**Directions**
Check each line of the listing for the word "asparagus" and give only the number of lines that have it.

**Records shown**
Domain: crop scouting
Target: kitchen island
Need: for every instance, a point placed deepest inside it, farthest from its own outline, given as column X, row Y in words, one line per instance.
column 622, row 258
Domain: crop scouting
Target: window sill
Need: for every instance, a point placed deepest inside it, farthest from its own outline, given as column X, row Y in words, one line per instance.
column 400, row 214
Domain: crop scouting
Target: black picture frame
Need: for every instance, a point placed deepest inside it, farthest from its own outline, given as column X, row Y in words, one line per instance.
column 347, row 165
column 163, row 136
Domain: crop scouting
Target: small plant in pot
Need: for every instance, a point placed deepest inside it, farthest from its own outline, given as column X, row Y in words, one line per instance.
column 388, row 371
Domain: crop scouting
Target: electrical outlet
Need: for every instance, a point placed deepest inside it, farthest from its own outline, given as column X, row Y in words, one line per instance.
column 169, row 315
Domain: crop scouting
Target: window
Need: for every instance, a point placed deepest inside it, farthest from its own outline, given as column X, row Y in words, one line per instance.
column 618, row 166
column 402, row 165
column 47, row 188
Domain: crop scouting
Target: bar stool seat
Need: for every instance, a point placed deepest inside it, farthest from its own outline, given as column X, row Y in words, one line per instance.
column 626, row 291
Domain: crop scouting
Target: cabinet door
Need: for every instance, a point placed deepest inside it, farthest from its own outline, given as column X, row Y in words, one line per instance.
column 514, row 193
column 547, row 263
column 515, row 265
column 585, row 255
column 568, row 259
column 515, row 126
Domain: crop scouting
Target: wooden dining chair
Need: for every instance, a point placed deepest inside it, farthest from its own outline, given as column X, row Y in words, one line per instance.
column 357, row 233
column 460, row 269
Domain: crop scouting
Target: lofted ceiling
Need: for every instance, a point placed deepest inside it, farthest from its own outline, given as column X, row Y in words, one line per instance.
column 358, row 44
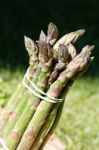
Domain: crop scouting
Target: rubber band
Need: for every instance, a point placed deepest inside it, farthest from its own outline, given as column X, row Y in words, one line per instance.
column 47, row 98
column 4, row 147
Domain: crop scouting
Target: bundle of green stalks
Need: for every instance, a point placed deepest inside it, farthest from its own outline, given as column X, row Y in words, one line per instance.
column 33, row 112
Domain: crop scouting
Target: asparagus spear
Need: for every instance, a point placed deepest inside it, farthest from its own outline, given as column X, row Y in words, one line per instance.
column 32, row 51
column 63, row 60
column 68, row 38
column 30, row 46
column 76, row 65
column 41, row 84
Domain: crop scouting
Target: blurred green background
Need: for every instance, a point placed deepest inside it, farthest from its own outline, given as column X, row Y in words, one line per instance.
column 79, row 125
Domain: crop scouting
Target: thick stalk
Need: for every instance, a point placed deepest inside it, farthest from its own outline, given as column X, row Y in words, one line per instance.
column 45, row 129
column 78, row 64
column 19, row 109
column 32, row 51
column 28, row 112
column 57, row 118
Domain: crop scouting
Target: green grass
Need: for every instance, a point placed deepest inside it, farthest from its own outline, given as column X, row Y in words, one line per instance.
column 79, row 124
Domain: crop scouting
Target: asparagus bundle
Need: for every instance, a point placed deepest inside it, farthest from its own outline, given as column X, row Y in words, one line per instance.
column 54, row 65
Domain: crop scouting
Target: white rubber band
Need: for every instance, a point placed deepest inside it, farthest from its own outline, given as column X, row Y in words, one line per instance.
column 48, row 98
column 4, row 147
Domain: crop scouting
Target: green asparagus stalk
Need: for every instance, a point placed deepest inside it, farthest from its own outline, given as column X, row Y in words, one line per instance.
column 40, row 139
column 63, row 59
column 45, row 133
column 68, row 38
column 32, row 51
column 34, row 76
column 30, row 108
column 76, row 65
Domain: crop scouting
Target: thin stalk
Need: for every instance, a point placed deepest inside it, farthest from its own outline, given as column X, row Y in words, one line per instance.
column 31, row 106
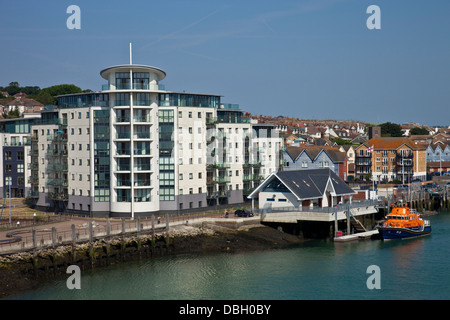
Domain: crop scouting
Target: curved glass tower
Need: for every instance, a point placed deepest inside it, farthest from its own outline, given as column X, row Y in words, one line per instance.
column 133, row 100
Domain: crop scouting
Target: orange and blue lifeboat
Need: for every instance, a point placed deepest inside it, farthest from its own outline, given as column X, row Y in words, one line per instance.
column 402, row 223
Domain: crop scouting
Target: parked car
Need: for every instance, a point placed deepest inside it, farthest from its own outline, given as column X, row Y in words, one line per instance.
column 243, row 213
column 432, row 187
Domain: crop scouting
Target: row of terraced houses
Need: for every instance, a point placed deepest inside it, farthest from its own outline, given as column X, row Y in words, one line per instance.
column 135, row 148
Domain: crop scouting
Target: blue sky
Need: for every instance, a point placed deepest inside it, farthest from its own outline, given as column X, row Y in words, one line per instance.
column 312, row 59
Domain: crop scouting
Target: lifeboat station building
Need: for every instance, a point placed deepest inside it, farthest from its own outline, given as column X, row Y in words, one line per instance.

**Task result**
3